------ Supplied records
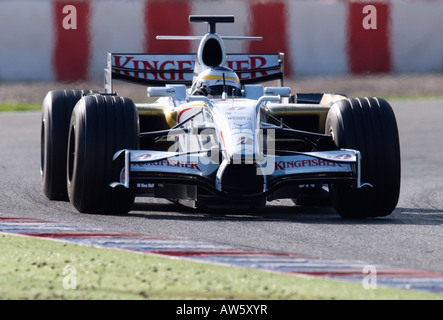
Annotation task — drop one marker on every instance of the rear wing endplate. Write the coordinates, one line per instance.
(162, 69)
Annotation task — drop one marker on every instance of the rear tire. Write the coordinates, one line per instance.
(369, 126)
(100, 126)
(56, 115)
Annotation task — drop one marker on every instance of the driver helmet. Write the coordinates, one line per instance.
(210, 82)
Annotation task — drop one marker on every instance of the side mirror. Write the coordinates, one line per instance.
(278, 91)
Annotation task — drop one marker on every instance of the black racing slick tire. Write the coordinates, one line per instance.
(100, 126)
(369, 126)
(56, 115)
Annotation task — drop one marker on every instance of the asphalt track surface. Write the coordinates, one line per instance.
(411, 237)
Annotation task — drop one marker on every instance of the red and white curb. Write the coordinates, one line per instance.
(66, 40)
(230, 255)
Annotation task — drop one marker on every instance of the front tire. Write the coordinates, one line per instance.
(100, 126)
(369, 126)
(56, 115)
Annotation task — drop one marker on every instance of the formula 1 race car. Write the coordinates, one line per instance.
(215, 136)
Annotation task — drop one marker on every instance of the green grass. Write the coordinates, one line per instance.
(19, 107)
(33, 268)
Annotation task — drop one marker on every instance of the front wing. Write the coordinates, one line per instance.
(143, 168)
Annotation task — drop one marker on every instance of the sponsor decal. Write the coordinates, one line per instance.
(345, 156)
(193, 165)
(135, 65)
(283, 165)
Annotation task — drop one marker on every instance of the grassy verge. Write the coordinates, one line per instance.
(41, 269)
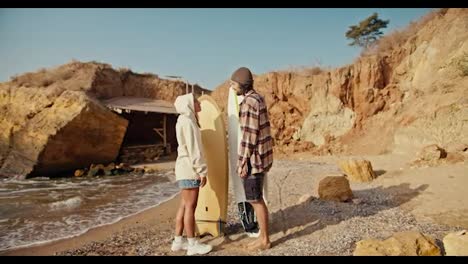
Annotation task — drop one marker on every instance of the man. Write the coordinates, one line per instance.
(255, 150)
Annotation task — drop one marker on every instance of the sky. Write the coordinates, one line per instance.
(203, 46)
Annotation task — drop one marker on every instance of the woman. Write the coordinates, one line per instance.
(190, 171)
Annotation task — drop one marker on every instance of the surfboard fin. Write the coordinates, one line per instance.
(247, 217)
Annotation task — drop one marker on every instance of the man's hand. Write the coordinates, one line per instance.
(202, 181)
(243, 172)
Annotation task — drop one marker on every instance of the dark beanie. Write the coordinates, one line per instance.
(243, 76)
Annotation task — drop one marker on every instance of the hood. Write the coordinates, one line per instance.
(184, 105)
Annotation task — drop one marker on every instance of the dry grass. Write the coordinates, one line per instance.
(397, 38)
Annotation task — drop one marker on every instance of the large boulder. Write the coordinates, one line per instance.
(408, 243)
(50, 130)
(357, 170)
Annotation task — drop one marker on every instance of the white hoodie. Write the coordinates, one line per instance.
(190, 160)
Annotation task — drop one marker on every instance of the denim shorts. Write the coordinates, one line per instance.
(188, 184)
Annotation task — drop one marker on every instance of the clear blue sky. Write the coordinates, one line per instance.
(202, 45)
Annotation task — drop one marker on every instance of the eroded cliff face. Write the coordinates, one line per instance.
(368, 107)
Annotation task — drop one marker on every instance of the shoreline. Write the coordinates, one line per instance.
(161, 215)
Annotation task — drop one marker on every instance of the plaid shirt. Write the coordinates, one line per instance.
(256, 144)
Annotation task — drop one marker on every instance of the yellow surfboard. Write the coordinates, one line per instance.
(211, 212)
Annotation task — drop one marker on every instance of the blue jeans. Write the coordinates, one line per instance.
(188, 184)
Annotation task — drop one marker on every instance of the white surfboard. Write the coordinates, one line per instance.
(234, 139)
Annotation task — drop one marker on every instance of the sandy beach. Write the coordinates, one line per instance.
(401, 198)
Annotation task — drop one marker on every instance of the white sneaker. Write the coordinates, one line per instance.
(251, 234)
(198, 248)
(176, 246)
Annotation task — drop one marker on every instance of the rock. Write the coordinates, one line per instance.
(108, 170)
(124, 167)
(96, 170)
(456, 244)
(149, 170)
(139, 170)
(357, 170)
(408, 243)
(79, 173)
(455, 157)
(48, 131)
(335, 188)
(357, 201)
(432, 153)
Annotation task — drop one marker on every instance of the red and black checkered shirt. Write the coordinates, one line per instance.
(256, 144)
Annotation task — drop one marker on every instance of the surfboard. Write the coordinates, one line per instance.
(245, 210)
(211, 212)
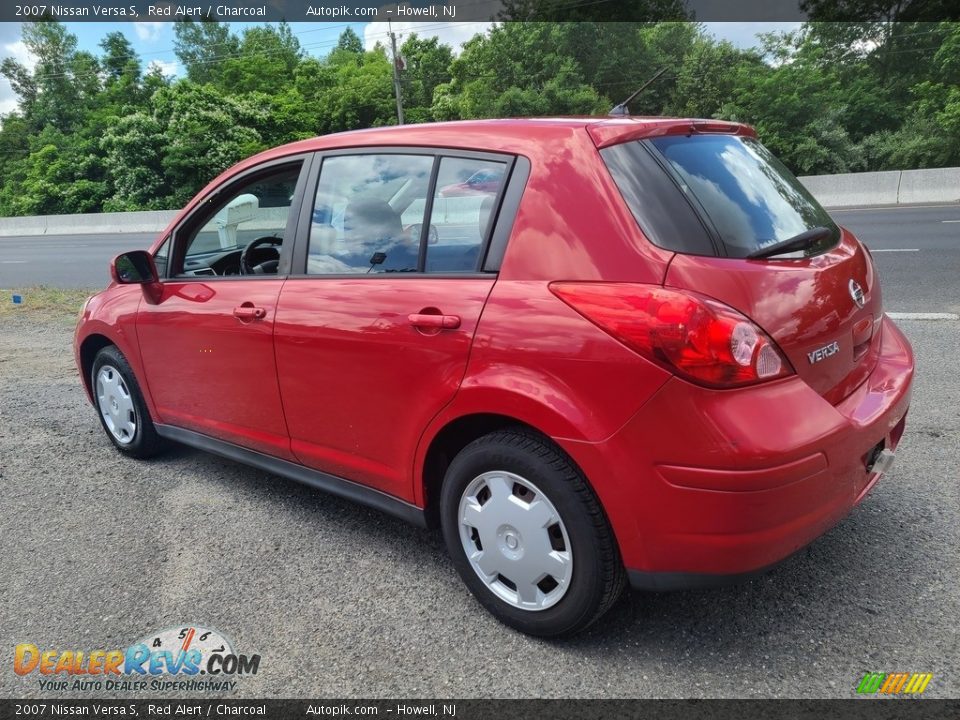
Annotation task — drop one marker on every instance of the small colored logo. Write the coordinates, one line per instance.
------------
▶ _Aim_: Write out exactly the lines from the line containing "rock. Write the coordinates, one line per instance." through the last line of the listing above, please, and leave out any pictures.

▶ _Task solution_:
Annotation task — drop one marker on every instance of the rock. Write the coordinates, one line per instance.
(108, 170)
(124, 167)
(96, 170)
(456, 244)
(149, 170)
(139, 170)
(357, 170)
(408, 243)
(79, 173)
(455, 157)
(48, 131)
(335, 188)
(357, 201)
(432, 153)
Annotation task — drop one marker on every instance of the red and black checkered shirt. Write the coordinates, one line per instance.
(256, 144)
Annotation task — drop one marker on every instance of the surfboard. Write the coordinates, one line per instance.
(245, 210)
(211, 212)
Annotation task — drop one marker on every instance of the small colored logo. Write the coordinates, one line per instance.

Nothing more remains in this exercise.